__Given exercise__. Express each line of the listing below as a JSON list of strings, with one string per line and any blank lines omitted.

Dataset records
## BEGIN

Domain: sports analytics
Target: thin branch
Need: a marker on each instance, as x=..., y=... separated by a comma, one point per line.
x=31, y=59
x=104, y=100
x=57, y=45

## END

__Written reply__.
[
  "Domain: sports analytics",
  "Target: thin branch",
  "Need: a marker on each instance, as x=..., y=... separated by a comma, one point per line.",
  "x=31, y=59",
  "x=104, y=100",
  "x=57, y=45"
]